| Exercise set |
#1 Reproduce word for word the passage of the article about quarterback Miles Richardson that begins at the words "With the exception" and stops after the words "with enormous pressure.".
#2 Carry on the article about quarterback Miles Richardson, picking up after its final line.

| Page extract |
“I didn’t really know what to expect,” said quarterback Miles Richardson.
With the exception of one half played last year, he hadn’t started a game since high school. Now, as he headed into his first season with the Clan, he was the starter, the go-to guy. It’s a position he had wanted for three years, but it’s one that comes with enormous pressure.
“You kind of forget what it’s like to be in a game, and to be driving down the field with your teammates, just all those little things,” he explained.
It was a longer road for Richardson than most.
Recruited out of high school to the National Collegiate Athletic Association (NCAA) Division I Eastern Washington University Eagles, initially it was a dream come true. Spending his redshirt and freshman season behind Vernon Adams, the two-time conference offensive player of the year and current Montreal Alouette, it was a great opportunity to learn and grow, while being at the highest level of football.
After Richardson’s freshman season, Adams transferred to the Oregon Ducks. Though this may have been an opportunity for the quarterback going into his sophomore year, the coaching staff went with another quarterback.
Then, seeking a new opportunity and still hungry to be a starter at a Division I school, he looked at his options. One of those options was SFU, but he wanted to leave the door open for returning to Division I.
“Especially in American culture, you’re kind of led to believe that when you’re in high school that Division I is everything.
Everyone was just talking about playing Division I and I was lucky enough to have a couple of opportunities,” he explained.
“When that opportunity didn’t really seem like the most feasible for my future, I still wanted to pursue the opportunity of playing Division I.”
With this in mind, he took the junior college route and enrolled at Pima Community College in Tucson, AZ, roughly 1,500 miles from his home in Burien, WA. A standout season at the junior college level could mean another shot at the Division I level.
His first game had been going well. Then, on the first play of the second half, it happened.
“I’m carrying out my fake to the left, after I handed off the ball, ended up seeing my running back cut back, and went to go make a block for him — which is not usually necessarily what a quarterback is quote-unquote supposed to do,” he said. “And we ended up getting into a scuffle, just with our feet, as I was trying to block him and I ended up doing a Jones fracture to the outer part of my left foot.”
“It’s going to take a lot more than a few losses to get me in a place where I’m not willing to keep going”

Collected data
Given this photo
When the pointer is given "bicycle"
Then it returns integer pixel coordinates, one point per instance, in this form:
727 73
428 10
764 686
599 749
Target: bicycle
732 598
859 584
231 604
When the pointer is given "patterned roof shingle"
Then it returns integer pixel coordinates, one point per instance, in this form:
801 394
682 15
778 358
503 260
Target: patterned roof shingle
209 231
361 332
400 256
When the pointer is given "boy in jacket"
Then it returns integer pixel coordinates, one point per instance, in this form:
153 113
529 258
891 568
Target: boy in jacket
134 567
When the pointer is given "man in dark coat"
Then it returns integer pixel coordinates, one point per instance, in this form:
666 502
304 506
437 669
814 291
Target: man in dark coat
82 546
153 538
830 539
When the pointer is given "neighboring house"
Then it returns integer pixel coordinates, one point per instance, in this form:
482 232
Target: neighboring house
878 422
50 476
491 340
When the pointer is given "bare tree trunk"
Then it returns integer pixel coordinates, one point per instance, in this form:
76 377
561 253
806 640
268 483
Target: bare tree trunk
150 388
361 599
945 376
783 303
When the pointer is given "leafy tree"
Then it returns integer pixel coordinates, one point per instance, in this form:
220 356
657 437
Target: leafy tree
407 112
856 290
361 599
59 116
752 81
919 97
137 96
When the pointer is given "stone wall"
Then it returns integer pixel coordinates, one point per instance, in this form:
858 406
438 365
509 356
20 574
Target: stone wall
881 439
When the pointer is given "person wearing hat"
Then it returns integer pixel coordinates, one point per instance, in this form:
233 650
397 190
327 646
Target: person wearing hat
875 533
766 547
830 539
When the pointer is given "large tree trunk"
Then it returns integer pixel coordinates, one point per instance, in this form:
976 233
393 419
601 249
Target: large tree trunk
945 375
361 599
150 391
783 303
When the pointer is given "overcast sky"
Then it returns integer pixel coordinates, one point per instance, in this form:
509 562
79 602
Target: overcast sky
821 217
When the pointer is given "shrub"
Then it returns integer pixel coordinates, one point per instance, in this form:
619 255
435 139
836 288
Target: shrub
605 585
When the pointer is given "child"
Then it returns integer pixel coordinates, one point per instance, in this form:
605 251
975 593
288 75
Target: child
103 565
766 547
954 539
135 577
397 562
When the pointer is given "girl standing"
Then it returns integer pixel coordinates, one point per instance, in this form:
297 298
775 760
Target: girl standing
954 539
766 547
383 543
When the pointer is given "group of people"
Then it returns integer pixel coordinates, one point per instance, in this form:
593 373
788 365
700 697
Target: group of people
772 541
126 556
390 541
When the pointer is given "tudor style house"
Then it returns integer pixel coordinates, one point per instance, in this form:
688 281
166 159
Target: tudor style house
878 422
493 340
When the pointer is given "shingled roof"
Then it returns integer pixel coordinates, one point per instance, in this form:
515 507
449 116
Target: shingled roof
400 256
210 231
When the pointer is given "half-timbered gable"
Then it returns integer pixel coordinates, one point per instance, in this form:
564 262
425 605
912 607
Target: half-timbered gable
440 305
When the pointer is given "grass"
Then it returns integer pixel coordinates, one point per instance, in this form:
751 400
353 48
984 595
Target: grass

| Answers given |
#1
With the exception of one half played last year, he hadn’t started a game since high school. Now, as he headed into his first season with the Clan, he was the starter, the go-to guy. It’s a position he had wanted for three years, but it’s one that comes with enormous pressure.

#2
He was out for the season. And away from family, friends, and home, he still had to finish the academic year and achieve his associate’s degree if he wanted to go to a four-year school again.
“I had moved my entire life away from my family [and] the spouse that I now live with up here, just to pursue my own aspirations of playing college football. I had a lot of hope that I was going to be able to go and have a lot of success down there and when that was kind of just ripped away from me the first game,” said Richardson. “I was kind of stuck down there in a way, [. . .] it was just a long, lagging process that, over time, I had to deal with.
“But it wasn’t easy by any means. It was one of the hardest things I’ve had to go through.”
Out of the hardships came an opportunity. SFU, which had courted him before he decided to go to junior college, was still interested, with head coach Kelly Bates making him the same offer before his injury.
In addition to the chance to play football again, being in southern BC also puts him close to home, only a few hours north of his hometown of Burien, 10 miles from Seattle. It doesn’t hurt that he gets to live in a world-class city that reminds him of home.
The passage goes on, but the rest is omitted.